Given passage
####
What is a conservative in Canada? There was a time when I would have answered that question in economic, financial terms, and I think many others might have agreed with that. Conservatives are wary of increasing the Federal debt, and insistent on prudently balancing the budget. My father used to inveigh against “spending our children’s future” and at the time I thought that was a noble position to take – that we should deny ourselves in this generation, so as to avoid loading our children and grandchildren with debt.
Conservatives are a bit bullish on defence spending, and pretty tight-fisted about expanding the social safety net in any way. There is a conservative economic stand against over-taxing corporations and a desire amongst conservatives to create an environment in which business can flourish. That position was expressed and amplified during the Reagan years in the United States as “trickle down economics”. The conservatives’ theory held that business, not government, should lead the economy and that if business did well, the benefits of good jobs and a strong economy would trickle down to the middle class.
History has blown that theory all to Hell. The middle class in the United States is disappearing, and there has been a relentless flow of wealth from the bottom to the top. But nevertheless, there are conservative financial positions that remain viable talking points. Excessive government spending is dangerous, and careless expansion of the social safety net needs to be examined and criticized. We need a cautious and “small c” conservative review of climate management policy. Immigration is a growing policy concern around the world and a conservative view might hold that we should limit immigration and force applicants through a process which allows Canada to choose immigrants who fill a current Canadian need – more skilled tradesmen, for example, or farm workers.
Sadly, that picture – that conservatism is a pragmatic, cautious, braking approach to taxation and government spending – is not a realistic representation of conservative voices in Canada today. The Conservative Party of Canada held a policy convention in Quebec City early in September, and passed a number of policy resolutions which confirmed that the party is moving from fiscal and economic conservatism and is embracing a social conservative platform. News stories at the time noted that Pierre Polievre wasn’t bound by these resolutions and that he would have to walk a fine line to capture the socially conservative right wing vote without scaring off fiscally conservative moderates whose votes are also important. But he might embrace some of those policies himself and even if he doesn’t, he might be forced to accept positions about which he has personal doubts. Let’s look at some of those resolutions.
####
Extracted entries
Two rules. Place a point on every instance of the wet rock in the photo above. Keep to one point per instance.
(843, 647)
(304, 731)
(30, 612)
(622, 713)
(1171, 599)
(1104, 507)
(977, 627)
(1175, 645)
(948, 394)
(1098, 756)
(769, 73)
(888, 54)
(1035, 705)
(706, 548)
####
Exercise aim
Carry on the essay about Canadian conservatism from its last sentence.

Task result
Limiting Trans-gender Health Care
I’m quoting loosely now from a John Paul Tasker article posted on September 9th on the CBC website.
– “A strong majority of the delegates on hand voted for a motion that stated children should be prohibited from gender-related “life-altering medicinal or surgical interventions.”
– “young people should be barred from gender-affirming care, which sometimes includes hormone-related treatments that delay puberty or promote the development of masculine or feminine sex characteristics.”
– “It’s not clear precisely which medical treatments would be targeted by the proposed ban.”
Mr Tasker noted that “The Canadian Pediatric Society (CPS) has said that “gender-affirming medical interventions may be an important component of comprehensive care” for some transgender or gender-diverse adolescents.”
So the Conservative position is that they don’t care what the experts say, they’re going to stop…something. They don’t know exactly what they’re going to stop, but by God, they’re going to stop it.
On a related issue, Conservatives addressed washrooms.
– “delegates voted by an overwhelming 87 per cent to support a plan to demand single-sex spaces that are only open to women, which the party now defines as a “female person”
– “Badalich said it’s “not extremist” to demand that what she calls “biological women” have a space to call their own.”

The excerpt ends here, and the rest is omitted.